(Excerpts from a dataset)
BEGIN

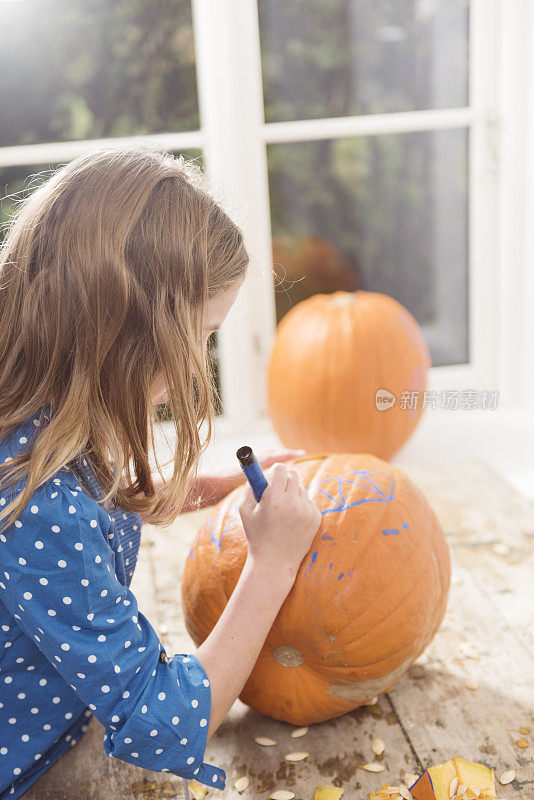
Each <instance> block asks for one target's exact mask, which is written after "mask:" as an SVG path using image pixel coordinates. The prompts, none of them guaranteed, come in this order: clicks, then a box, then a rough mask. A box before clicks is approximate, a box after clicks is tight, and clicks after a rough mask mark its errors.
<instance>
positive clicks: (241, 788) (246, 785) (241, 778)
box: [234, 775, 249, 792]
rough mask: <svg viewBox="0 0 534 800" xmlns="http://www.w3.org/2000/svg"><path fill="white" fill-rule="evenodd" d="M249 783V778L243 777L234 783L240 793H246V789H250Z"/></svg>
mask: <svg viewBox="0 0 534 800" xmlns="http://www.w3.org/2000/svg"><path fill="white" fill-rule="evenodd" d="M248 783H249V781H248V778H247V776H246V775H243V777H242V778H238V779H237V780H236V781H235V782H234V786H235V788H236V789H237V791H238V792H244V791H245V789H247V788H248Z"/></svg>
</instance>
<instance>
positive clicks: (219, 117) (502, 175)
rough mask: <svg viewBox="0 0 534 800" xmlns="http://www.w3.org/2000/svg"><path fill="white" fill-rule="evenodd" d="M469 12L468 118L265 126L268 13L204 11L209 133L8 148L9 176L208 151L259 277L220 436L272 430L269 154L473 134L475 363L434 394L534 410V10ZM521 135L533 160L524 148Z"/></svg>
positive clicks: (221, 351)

END
BEGIN

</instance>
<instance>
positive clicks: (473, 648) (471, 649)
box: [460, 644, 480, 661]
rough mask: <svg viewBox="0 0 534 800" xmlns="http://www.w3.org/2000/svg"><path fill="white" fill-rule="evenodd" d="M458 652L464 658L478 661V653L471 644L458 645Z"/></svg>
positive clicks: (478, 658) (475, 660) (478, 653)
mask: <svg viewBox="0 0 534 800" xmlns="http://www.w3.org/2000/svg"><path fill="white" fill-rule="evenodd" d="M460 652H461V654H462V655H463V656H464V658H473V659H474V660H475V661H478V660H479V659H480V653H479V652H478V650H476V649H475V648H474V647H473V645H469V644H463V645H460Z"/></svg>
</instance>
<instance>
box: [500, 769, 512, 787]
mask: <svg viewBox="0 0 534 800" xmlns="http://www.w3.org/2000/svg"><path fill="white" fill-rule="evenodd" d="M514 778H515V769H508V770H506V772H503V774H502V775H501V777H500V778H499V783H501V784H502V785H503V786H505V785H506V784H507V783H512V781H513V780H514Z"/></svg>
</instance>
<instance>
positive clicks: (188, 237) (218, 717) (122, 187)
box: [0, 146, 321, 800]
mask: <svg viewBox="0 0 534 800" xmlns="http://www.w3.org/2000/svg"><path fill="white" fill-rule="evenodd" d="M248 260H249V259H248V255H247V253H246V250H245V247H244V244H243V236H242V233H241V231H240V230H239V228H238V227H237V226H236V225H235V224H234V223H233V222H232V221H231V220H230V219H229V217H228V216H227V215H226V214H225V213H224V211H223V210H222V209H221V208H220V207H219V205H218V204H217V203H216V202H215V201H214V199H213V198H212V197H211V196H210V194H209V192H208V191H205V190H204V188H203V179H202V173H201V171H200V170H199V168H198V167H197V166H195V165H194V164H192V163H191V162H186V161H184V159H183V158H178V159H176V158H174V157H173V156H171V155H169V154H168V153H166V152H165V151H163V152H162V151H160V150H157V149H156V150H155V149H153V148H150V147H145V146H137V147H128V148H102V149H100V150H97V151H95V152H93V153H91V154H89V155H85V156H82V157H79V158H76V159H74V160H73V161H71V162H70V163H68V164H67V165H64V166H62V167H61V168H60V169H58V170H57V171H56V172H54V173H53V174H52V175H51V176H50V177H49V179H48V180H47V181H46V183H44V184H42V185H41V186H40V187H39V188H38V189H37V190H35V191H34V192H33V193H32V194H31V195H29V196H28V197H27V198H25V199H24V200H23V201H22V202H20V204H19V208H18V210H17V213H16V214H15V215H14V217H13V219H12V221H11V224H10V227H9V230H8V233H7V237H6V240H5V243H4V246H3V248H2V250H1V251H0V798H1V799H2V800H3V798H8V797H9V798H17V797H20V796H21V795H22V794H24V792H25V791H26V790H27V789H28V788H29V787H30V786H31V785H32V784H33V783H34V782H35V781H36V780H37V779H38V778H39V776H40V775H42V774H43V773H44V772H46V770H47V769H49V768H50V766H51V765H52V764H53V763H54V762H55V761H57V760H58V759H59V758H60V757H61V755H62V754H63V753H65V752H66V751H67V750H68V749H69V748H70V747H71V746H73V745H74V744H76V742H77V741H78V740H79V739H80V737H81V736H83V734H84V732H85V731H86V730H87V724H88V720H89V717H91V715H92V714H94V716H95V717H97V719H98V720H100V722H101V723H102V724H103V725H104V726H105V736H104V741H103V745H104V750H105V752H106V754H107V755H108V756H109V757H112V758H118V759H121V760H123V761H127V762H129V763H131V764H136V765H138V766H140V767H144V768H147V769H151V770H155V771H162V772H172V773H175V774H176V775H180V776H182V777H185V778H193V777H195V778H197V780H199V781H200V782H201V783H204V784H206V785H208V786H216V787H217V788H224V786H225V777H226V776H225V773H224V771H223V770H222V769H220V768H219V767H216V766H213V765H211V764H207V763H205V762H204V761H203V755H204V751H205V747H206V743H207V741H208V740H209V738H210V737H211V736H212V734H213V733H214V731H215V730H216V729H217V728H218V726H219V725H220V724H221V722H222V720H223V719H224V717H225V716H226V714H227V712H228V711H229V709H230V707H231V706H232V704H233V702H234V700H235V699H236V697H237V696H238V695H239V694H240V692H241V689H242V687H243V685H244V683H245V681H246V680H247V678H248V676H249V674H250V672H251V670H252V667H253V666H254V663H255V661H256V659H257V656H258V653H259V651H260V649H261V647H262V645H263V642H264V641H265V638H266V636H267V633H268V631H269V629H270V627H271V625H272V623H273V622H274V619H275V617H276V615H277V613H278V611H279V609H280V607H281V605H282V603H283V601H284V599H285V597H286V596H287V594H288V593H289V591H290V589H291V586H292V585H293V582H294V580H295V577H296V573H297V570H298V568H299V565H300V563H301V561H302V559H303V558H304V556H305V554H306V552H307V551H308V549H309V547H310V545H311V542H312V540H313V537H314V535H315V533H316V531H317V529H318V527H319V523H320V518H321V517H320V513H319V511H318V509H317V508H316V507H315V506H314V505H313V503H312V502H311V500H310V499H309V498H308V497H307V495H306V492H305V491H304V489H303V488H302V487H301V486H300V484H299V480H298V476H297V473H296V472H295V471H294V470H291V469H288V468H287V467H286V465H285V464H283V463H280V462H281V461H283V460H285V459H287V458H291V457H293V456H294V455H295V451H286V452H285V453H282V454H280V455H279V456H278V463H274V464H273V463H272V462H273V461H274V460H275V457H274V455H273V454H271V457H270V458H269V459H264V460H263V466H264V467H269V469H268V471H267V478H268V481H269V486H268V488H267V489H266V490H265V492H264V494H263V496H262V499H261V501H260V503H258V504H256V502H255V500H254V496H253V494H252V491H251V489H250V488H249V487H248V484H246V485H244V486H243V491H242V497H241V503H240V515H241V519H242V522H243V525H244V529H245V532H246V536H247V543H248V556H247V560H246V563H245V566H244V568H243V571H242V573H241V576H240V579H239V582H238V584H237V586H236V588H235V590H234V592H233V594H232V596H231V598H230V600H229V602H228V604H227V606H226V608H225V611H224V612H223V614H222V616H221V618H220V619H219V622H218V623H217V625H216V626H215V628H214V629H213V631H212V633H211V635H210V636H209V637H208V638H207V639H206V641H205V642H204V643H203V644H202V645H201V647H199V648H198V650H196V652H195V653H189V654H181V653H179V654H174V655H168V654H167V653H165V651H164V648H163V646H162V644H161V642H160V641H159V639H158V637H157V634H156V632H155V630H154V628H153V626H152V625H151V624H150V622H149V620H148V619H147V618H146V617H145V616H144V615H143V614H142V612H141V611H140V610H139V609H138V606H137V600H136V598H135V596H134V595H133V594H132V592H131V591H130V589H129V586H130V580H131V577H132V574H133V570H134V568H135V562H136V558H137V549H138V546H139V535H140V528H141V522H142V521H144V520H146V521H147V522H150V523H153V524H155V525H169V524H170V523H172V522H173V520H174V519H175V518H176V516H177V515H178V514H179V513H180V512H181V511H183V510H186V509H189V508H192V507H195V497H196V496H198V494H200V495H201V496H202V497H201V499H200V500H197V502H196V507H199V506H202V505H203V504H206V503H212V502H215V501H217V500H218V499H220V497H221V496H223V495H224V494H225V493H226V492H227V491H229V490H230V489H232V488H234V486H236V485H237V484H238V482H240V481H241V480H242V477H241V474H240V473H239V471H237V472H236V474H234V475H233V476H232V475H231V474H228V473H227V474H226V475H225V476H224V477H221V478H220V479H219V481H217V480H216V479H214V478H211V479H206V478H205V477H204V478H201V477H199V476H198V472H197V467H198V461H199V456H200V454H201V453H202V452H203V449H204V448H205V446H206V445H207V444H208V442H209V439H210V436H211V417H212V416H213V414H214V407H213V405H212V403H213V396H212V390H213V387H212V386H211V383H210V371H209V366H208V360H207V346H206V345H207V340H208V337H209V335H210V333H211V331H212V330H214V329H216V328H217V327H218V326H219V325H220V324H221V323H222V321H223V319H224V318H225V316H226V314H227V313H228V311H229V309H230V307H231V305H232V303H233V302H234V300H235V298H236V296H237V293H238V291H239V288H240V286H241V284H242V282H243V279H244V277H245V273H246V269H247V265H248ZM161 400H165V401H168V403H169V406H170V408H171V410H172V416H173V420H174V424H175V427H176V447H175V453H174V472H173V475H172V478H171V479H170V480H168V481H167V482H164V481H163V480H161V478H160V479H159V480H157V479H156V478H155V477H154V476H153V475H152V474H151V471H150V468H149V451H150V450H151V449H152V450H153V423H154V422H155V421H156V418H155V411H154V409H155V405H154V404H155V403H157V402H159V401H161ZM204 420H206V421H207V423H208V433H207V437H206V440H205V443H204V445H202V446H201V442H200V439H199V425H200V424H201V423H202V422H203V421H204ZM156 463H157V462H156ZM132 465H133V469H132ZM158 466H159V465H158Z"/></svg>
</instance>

END

Aim of the exercise: Above are the records; print exactly the lines from the line with "Each <instance> block" to the line with "positive clicks: (219, 117) (502, 175)", including both, and nothing else.

Output of the task:
Each <instance> block asks for one target's exact mask, which is written after "mask:" as an SVG path using image pixel coordinates. The prompts, none of them guaranteed, come in this order: clicks, then a box, then a rough mask. A box before clicks is approximate, a box after clicks is tight, and clicks after a rough mask mark its errors.
<instance>
positive clicks: (241, 788) (246, 785) (241, 778)
box: [234, 775, 249, 792]
rough mask: <svg viewBox="0 0 534 800" xmlns="http://www.w3.org/2000/svg"><path fill="white" fill-rule="evenodd" d="M249 783V778L243 777L234 783L240 793H246V789H250Z"/></svg>
mask: <svg viewBox="0 0 534 800" xmlns="http://www.w3.org/2000/svg"><path fill="white" fill-rule="evenodd" d="M248 783H249V781H248V778H247V776H246V775H243V777H242V778H238V779H237V780H236V781H235V782H234V786H235V788H236V789H237V791H238V792H244V791H245V789H247V788H248Z"/></svg>
</instance>
<instance>
positive clicks: (219, 117) (502, 175)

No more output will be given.